*** Opening of Provided text ***
HPV Vaccine Campaign and Infertility Myths
In 2025, Pakistan initiated a countrywide HPV (cervical cancer) female vaccination campaign, which was immediately undermined by the same old fake news. Within days, health officials admitted that refusals had exceeded acceptances and this was due to the false claims that the campaign was a Western conspiracy to render people infertile. Rumors spread among the parents across Sindh and in Punjab that the vaccine would make girls infertile or even turn out to be fatal. One Karachi mother was very straightforward about the conspiracy that she heard about the vaccination being used to sterilize women and lower the number of Muslims, realizing that such allegations abound on social media. The results have been devastating reported as many parents refuse due to disinformation against vaccines and even go as far as humiliating teams of health workers at their door. These public health workers have been subject to insults and threats, simply because they provide a life-saving vaccine.
High stakes are involved in case of Pakistan as there are about 18000-20000 Pakistani female deaths due to cervical cancer every year and this kind of medicine can prevent majority of these deaths. The fear of a fertility hoax however is leading to drastic stalemate of the program. The change only started recently with direct action, when the health minister of Sindh, publicly got his own daughter vaccinated with HPV vaccine and this resulted in the refusal rates started to decline and the acceptance rate accelerated. However, still a majority of people doubted the authenticity of the vaccine and called this a mere public show to gain trust and sympathy in order to serve Western propaganda. The extent to which disinformation is frail is made evident through this incident, but it also demonstrates the level of damage that few baseless rumors can cause among public.
*** Close of Provided text ***
== Work task 1 ==
In the HPV vaccine text, who publicly had his own daughter vaccinated?
== Work task 2 ==
Please carry on the text about Pakistan's HPV vaccine campaign from its last sentence.
The data that follows has no connection to the text about the HPV vaccine campaign.
*** Opening of Records provided ***
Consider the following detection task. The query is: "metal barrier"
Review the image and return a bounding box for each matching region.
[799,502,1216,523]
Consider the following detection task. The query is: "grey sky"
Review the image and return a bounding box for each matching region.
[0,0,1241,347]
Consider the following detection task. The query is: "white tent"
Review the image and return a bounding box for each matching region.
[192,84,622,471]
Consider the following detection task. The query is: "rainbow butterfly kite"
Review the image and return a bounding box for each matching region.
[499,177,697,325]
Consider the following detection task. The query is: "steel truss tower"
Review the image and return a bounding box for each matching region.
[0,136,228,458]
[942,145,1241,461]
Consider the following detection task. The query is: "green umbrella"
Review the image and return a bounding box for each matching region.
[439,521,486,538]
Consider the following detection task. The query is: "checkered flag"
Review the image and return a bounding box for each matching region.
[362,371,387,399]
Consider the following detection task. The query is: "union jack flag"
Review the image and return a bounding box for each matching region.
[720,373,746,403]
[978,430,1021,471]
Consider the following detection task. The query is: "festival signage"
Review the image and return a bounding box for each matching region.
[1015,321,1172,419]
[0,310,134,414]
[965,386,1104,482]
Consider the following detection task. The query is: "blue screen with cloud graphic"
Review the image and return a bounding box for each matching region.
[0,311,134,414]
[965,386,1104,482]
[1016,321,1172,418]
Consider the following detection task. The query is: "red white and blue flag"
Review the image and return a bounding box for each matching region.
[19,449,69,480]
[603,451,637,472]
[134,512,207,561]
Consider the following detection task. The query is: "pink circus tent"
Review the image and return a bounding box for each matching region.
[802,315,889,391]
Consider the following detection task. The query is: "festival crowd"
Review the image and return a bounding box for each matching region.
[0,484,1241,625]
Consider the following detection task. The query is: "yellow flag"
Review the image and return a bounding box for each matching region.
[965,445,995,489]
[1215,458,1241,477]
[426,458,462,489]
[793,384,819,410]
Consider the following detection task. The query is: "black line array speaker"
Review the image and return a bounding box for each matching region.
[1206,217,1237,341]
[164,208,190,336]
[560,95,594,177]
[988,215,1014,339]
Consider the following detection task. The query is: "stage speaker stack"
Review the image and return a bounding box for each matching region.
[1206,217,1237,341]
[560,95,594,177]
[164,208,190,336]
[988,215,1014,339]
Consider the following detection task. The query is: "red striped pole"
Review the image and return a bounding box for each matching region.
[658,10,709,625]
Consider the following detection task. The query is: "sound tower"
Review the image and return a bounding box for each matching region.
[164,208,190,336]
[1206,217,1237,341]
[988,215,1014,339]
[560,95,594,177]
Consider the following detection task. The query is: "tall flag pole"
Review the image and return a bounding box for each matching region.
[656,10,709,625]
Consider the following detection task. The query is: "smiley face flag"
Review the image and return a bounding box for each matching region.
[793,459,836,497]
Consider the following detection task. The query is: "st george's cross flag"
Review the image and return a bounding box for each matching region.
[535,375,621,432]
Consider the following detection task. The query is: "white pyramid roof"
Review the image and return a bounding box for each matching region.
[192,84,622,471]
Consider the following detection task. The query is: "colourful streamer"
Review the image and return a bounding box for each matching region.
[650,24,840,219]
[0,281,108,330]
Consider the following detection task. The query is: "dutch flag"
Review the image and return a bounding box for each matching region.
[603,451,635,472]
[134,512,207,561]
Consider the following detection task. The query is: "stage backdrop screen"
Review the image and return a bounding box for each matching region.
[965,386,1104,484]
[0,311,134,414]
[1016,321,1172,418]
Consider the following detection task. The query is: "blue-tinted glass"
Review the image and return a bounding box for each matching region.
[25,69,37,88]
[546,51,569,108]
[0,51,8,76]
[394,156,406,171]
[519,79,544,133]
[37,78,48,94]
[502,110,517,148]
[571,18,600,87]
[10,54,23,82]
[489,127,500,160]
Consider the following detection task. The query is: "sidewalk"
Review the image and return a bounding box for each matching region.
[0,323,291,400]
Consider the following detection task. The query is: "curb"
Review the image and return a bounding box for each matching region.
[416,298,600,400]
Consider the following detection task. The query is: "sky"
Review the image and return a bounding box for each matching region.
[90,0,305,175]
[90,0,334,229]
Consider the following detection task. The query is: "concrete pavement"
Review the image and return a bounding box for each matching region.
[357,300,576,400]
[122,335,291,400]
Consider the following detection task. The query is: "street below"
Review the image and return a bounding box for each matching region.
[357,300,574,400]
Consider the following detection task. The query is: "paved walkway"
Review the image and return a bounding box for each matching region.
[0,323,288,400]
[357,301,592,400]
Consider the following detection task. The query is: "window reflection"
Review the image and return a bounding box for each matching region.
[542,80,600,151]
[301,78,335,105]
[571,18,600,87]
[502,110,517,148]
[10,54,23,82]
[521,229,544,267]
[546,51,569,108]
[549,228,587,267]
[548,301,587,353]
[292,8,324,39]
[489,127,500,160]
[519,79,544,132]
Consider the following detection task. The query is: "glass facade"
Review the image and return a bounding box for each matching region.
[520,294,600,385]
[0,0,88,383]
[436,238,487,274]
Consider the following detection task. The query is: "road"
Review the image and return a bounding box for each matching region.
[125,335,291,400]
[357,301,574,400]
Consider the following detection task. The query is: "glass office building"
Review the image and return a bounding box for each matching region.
*** Close of Records provided ***
== Response area 1 ==
The health minister of Sindh.

== Response area 2 ==
Rebuilding Trust: A Call to Action
The fight against fake news in Pakistan needs to be fought as hard as false information that threatens human health. Rumors have sabotaged vaccination campaigns, endangered lives and destroyed scientific credibility. The only solution is decisive coordinated action. The country desperately needs real time rumor tracking teams that can disprove rumors and disinformation campaigns before they gain mass hysteria as in past, quick fact-checking by doctors and regulators helped stop hysteria when a viral fake news about a child dying of polio drops in 2022 emerged. Such quick responses should cease being an exception, but become a normal utility in the present times because trust cannot be rebuilt only through television advertisements. Furthermore, re-building confidence must be based on voices that are already credible to people such as religious leaders, teachers and local health workers.
The three crucial components of long-term resilience are media literacy, ability to fact-check and accountability. Trolls and profiteers who weaponize lies should be held accountable as soon as possible since they are operating freely as every delay is followed by fatal outcomes. It is extremely critical to confront falsehoods with clarity, courage and truths in case Pakistan wants to eradicate polio, be able to respond to future pandemics and save the lives of thousands of people with cervical cancer. Liberty of life is at stake and in Pakistan, fake news is not just misleading but it is killing people. Countering it is not optional but it’s a matter of survival.